Übungsaufgaben =>
1. Schreiben Sie aus dem Textausschnitt zum Anerkennungsverfahren der EKM den Teil wortgetreu ab, der mit den Worten beginnt, die "Im Oktober 2017" enthalten, und mit "der Landeskirchenrat beschließen." schließt.
2. Geben Sie die Auflistung von ihrer ersten Zeile bis einschließlich der Zeile mit "[857, 276, 870, 404]" vollständig wieder und multiplizieren Sie dabei jede Koordinate der gefundenen Begrenzungsrahmen mit 0,85, gerundet auf ganze Zahlen mit Hälften aufwärts. Die Beispielwerte im Formathinweis bleiben unverändert.

Textausschnitt =>
Von Beatrix Heinrichs und Katja Schmidtke

Das teilte Christian Dietrich mit. Der Pfarrer ist Geschäftsführer des dreiköpfigen Ausschusses und zugleich als Seelsorger für die Betroffenen zuständig. Die Fallbearbeitung soll bis Ende Juni abgeschlossen sein, so Dietrich.

Im Oktober 2017 hatte sich die EKM in einem Bußwort zu ihrer Verantwortung bekannt. Im Mai 2021 wurde von der Landeskirche ein Anerkennungsverfahren eingerichtet und ein Entschädigungsfonds von 500 000 Euro bereitgestellt. Belastet worden sei der Fonds nicht in Gänze, so Dietrich. In welcher Höhe er ausgeschöpft wurde, dazu machte Dietrich keine Angaben. Auch wie die verbleibenden Mittel eingesetzt werden sollen, ist noch unklar. Darüber müsse der Landeskirchenrat beschließen.

Insgesamt haben sich über 40 Betroffene an den Ausschuss gewandt, der im Auftrag des Landeskirchenrats über die eingegangenen Anträge entscheidet. Insbesondere kurz vor Ende der Antragsfrist zum 30. April hätten sich viele Menschen gemeldet.

Einträge mit Koordinatenangaben
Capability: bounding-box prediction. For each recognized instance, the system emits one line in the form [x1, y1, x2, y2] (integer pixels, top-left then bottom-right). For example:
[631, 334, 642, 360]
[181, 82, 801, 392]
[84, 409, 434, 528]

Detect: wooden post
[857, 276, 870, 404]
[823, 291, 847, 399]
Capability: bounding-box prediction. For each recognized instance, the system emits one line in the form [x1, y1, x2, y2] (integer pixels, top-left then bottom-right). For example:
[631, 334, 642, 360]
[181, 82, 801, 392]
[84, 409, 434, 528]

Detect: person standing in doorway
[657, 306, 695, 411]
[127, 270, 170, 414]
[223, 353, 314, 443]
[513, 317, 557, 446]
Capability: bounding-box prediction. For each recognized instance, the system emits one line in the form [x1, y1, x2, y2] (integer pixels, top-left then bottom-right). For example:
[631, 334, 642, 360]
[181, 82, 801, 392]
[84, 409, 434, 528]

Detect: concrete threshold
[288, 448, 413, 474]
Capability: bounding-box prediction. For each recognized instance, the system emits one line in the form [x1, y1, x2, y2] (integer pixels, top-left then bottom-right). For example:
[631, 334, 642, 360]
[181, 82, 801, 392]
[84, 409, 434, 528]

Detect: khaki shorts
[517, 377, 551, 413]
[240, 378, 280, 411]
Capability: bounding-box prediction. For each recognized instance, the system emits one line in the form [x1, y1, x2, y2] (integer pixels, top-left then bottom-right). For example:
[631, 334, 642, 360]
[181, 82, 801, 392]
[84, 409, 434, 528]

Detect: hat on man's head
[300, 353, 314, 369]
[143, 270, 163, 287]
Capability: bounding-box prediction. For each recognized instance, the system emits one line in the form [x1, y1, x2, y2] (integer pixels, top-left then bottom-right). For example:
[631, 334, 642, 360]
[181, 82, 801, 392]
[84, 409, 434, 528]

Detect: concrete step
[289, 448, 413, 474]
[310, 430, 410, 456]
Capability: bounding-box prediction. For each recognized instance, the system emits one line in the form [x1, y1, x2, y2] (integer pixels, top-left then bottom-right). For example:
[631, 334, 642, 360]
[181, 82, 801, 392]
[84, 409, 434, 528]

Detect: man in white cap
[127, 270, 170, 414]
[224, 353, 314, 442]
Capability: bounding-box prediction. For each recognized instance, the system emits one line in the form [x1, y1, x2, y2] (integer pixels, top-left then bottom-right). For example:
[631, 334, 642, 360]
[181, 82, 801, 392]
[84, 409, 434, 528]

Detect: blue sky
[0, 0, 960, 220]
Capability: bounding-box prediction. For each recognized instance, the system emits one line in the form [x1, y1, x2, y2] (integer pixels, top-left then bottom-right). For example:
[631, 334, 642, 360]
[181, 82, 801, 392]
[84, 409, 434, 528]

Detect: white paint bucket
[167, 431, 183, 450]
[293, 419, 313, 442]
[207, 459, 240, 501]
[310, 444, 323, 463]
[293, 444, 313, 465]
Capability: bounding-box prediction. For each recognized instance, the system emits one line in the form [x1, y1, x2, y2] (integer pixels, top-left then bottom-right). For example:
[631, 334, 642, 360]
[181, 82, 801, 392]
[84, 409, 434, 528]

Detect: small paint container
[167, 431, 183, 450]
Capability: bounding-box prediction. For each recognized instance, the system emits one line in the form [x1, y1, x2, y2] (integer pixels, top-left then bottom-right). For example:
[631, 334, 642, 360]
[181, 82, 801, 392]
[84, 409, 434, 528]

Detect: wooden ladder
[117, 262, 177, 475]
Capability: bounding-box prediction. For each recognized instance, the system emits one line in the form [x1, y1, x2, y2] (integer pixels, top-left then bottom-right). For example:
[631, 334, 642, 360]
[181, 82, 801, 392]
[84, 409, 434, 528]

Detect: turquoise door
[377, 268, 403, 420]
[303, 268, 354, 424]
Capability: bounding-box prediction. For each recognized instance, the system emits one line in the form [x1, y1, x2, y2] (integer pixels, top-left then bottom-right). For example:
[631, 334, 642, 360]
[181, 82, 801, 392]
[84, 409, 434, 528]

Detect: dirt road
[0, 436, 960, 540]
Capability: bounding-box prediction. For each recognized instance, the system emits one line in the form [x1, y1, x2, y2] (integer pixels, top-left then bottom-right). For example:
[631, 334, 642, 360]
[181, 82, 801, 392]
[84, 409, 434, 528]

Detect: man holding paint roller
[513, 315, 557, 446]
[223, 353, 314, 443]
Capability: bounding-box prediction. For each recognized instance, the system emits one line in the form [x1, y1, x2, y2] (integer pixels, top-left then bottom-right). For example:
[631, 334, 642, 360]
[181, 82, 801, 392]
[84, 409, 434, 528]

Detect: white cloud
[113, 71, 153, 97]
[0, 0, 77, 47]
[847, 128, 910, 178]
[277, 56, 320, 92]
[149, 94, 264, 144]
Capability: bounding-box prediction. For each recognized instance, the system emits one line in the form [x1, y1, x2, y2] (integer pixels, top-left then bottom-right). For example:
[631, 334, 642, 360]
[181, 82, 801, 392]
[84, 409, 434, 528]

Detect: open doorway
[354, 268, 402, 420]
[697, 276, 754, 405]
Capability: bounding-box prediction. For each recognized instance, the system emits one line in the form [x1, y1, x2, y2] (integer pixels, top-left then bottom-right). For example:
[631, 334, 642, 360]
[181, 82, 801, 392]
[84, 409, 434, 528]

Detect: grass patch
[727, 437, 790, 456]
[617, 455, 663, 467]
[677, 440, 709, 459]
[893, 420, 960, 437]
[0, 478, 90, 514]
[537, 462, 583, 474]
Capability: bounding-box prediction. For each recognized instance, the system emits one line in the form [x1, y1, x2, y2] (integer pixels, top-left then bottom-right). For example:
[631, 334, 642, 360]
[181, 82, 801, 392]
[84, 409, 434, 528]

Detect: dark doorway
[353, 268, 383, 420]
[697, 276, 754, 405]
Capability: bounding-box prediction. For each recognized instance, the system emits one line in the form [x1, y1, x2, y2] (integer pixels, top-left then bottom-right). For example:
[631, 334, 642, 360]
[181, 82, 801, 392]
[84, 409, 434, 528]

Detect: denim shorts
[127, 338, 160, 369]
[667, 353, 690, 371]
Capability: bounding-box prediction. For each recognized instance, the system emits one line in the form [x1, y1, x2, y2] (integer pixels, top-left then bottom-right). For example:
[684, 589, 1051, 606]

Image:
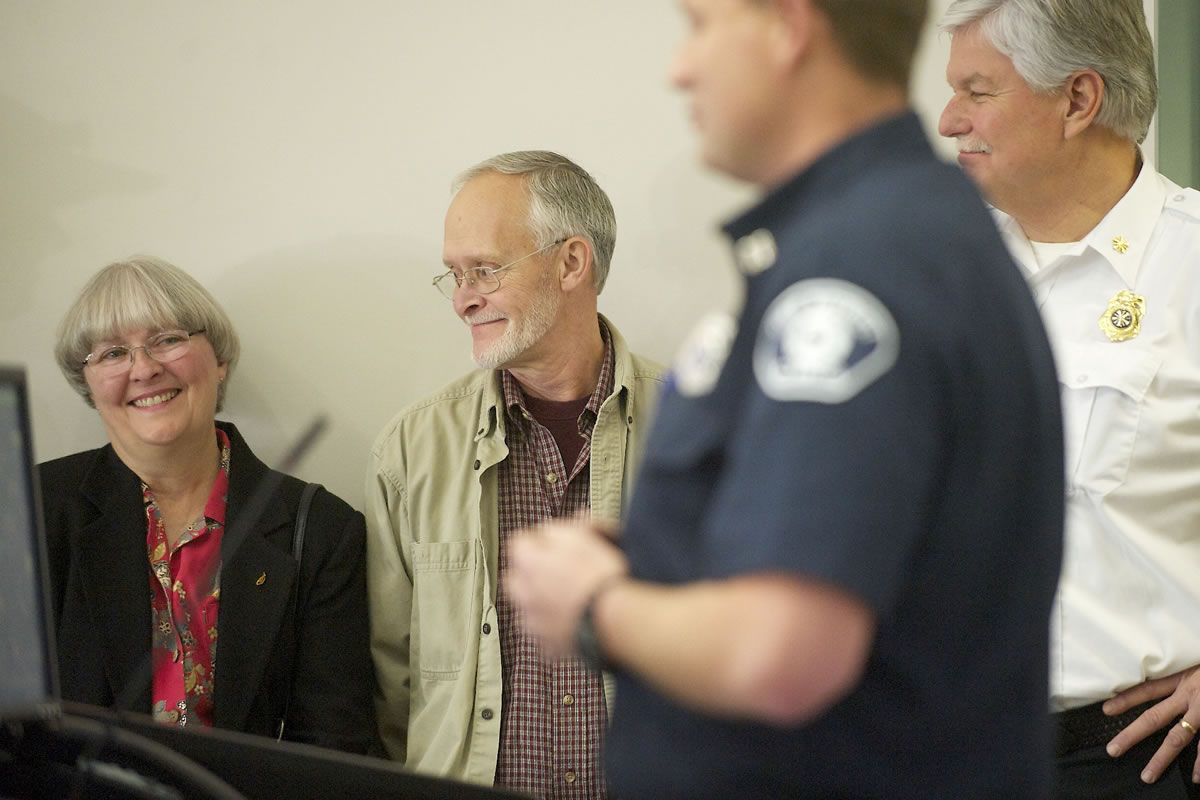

Lösungen zur Übung =>
1.
Im Oktober 2017 hatte sich die EKM in einem Bußwort zu ihrer Verantwortung bekannt. Im Mai 2021 wurde von der Landeskirche ein Anerkennungsverfahren eingerichtet und ein Entschädigungsfonds von 500 000 Euro bereitgestellt. Belastet worden sei der Fonds nicht in Gänze, so Dietrich. In welcher Höhe er ausgeschöpft wurde, dazu machte Dietrich keine Angaben. Auch wie die verbleibenden Mittel eingesetzt werden sollen, ist noch unklar. Darüber müsse der Landeskirchenrat beschließen.

2.
Capability: bounding-box prediction. For each recognized instance, the system emits one line in the form [x1, y1, x2, y2] (integer pixels, top-left then bottom-right). For example:
[631, 334, 642, 360]
[181, 82, 801, 392]
[84, 409, 434, 528]

Detect: wooden post
[728, 235, 740, 343]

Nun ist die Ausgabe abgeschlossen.